> **EXERCISE DETAILS**
Pick out and copy every line of the records that contains the string "each". Case counts, so a form with different capitalization doesn't match.

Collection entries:
Content starts

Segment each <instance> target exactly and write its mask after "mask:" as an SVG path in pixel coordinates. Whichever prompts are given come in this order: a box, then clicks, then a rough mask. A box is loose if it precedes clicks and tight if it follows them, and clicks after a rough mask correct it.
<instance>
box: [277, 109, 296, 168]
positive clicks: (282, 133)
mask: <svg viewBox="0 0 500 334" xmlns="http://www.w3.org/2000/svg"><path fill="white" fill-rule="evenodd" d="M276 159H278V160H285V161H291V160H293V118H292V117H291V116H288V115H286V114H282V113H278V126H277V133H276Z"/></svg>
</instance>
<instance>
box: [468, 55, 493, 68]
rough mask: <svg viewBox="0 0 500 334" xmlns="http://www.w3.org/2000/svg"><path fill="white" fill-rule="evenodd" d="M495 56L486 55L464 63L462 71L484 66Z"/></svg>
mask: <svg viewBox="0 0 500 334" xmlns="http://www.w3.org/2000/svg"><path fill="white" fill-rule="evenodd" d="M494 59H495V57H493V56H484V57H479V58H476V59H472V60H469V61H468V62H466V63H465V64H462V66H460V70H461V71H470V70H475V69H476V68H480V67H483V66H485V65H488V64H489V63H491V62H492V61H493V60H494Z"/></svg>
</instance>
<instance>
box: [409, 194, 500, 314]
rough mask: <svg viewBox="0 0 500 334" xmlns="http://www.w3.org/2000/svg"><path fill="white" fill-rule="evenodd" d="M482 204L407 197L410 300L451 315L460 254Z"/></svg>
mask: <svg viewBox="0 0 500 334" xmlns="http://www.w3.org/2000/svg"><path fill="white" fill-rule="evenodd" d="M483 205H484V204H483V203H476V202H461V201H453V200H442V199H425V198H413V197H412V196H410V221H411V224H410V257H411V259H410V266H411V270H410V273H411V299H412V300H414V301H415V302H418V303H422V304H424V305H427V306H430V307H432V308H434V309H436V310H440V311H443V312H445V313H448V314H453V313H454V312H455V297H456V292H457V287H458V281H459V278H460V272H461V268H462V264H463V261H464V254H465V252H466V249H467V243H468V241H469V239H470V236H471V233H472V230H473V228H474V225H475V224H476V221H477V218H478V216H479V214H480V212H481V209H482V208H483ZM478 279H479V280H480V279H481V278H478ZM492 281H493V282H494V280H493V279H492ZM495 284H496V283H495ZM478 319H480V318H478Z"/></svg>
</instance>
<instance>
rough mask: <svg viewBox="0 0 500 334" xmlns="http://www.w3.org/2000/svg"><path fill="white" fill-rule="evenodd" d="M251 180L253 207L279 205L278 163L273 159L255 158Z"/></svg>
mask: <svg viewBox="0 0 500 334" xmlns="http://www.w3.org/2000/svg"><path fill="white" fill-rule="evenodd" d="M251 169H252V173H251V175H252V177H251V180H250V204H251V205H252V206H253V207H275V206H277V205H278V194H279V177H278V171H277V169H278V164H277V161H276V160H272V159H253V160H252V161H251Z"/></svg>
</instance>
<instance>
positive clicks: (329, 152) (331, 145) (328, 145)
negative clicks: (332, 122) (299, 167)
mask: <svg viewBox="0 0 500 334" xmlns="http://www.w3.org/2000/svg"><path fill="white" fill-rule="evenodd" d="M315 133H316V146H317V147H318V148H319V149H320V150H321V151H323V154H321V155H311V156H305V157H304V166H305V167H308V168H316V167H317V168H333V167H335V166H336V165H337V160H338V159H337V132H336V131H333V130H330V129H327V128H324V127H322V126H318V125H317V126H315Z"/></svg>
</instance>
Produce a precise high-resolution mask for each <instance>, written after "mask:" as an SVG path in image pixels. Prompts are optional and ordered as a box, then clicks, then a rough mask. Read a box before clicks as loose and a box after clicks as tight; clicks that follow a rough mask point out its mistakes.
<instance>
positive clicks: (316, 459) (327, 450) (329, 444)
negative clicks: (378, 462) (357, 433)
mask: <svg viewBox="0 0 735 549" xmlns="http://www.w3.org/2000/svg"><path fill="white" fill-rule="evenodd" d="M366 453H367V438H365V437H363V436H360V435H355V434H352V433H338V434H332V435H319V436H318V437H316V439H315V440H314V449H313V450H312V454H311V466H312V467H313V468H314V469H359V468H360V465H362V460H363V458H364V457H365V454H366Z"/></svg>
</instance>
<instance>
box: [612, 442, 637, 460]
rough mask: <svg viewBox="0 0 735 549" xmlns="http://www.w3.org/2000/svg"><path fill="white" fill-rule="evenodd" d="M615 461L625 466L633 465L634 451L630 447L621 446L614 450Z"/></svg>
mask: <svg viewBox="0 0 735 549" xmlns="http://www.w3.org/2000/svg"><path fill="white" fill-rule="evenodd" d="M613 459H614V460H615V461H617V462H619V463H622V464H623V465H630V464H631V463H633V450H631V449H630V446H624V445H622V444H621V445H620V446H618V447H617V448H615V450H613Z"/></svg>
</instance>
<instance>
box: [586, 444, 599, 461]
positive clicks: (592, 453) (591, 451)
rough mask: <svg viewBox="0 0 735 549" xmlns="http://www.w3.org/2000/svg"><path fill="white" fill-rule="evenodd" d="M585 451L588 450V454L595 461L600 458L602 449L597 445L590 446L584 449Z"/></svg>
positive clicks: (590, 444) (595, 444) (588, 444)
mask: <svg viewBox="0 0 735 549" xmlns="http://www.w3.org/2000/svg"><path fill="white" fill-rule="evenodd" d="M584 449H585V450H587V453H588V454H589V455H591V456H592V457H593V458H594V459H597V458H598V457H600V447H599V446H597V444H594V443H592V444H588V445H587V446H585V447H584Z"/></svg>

Content ends

> **EXERCISE OUTPUT**
Segment each <instance> target exactly and write its mask after "mask:" as an SVG path in pixel coordinates. Whichever prompts are given come in this order: a box, then clicks, then a rough mask. A box is loose if it precedes clicks and tight if it follows them, and clicks after a rough mask correct it.
Produce a precise high-resolution mask for each <instance>, written after "mask:" as an SVG path in image pixels. Prompts are optional and ordered as a box, then clicks, then a rough mask. Read a box before clicks as loose and a box after clicks as tight; clicks that follow a rough mask point out its mistakes.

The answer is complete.